A block of data -
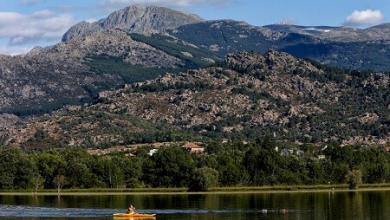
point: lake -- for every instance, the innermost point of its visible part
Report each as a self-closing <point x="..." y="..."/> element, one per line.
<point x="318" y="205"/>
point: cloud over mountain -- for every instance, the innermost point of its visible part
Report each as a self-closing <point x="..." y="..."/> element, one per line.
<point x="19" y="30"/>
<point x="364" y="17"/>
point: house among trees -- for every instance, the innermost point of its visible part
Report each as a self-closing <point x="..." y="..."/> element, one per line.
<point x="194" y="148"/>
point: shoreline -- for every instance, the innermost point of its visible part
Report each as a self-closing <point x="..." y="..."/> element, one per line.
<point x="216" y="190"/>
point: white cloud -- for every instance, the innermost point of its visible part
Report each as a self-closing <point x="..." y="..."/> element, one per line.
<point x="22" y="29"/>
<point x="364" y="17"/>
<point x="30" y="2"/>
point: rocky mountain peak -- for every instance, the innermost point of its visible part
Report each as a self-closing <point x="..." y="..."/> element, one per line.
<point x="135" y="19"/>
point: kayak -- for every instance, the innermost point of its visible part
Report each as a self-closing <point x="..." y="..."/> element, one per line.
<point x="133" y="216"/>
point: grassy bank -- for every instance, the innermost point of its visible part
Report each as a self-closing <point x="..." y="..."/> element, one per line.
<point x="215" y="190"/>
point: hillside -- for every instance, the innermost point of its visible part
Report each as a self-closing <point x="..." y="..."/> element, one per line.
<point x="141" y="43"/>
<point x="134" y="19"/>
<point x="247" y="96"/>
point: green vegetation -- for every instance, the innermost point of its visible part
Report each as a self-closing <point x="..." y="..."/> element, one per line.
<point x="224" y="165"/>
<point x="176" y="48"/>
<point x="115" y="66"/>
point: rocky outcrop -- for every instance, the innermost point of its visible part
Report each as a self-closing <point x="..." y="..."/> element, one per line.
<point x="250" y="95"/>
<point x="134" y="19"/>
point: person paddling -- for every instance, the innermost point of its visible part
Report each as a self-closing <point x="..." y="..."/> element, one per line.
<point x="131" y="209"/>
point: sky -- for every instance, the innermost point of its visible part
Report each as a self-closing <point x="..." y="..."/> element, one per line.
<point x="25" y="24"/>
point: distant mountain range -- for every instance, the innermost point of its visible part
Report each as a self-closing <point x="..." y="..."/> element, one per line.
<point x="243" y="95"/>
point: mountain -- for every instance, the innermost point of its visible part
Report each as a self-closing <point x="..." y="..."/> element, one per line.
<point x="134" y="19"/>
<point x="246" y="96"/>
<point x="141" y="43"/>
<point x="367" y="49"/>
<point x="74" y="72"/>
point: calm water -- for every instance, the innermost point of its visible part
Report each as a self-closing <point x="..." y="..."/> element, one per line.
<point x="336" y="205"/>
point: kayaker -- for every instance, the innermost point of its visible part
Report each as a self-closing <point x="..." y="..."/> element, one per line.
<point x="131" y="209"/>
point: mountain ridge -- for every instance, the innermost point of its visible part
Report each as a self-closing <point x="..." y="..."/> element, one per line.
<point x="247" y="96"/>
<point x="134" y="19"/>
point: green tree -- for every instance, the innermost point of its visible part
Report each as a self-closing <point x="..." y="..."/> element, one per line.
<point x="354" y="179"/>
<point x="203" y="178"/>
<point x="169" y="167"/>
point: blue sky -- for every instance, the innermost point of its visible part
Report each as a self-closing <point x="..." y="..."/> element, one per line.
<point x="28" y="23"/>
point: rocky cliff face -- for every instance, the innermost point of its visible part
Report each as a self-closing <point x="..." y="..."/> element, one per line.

--

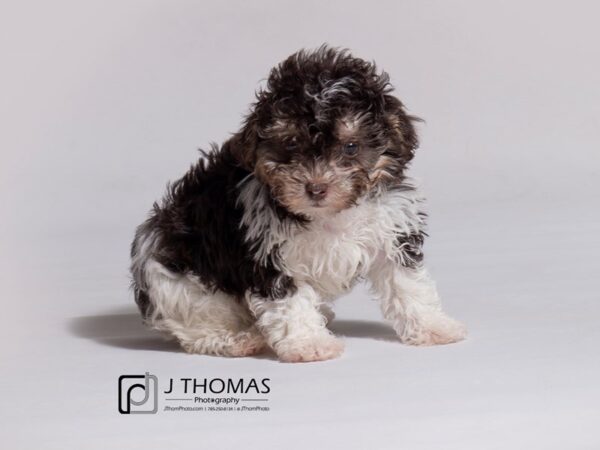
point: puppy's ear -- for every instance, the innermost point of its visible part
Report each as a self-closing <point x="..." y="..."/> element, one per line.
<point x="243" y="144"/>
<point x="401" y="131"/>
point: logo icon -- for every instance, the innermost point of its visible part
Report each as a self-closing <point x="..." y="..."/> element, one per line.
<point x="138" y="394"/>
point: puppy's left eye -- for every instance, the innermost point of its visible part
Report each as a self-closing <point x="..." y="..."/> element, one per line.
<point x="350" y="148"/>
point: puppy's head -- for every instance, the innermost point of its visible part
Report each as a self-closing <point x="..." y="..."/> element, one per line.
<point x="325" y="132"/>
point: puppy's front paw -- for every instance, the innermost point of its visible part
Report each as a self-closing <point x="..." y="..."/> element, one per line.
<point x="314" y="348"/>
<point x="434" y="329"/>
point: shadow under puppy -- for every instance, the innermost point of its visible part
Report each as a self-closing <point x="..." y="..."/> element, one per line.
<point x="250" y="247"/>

Task - Which lines in the material above contain the string "mountain"? List every such line in full, and treat uppercase and lowercase letters as distinct.

Exercise answer -
point: cloud over mountain -- for every instance, the innermost point of its visible part
point: rocky mountain peak -- for every instance, the innermost point of its visible part
point: distant mountain range -- for every instance, the innermost point of its visible part
point: mountain -- for every instance, the innermost point of its visible part
point: mountain ridge -- for every instance, the innermost point of its visible part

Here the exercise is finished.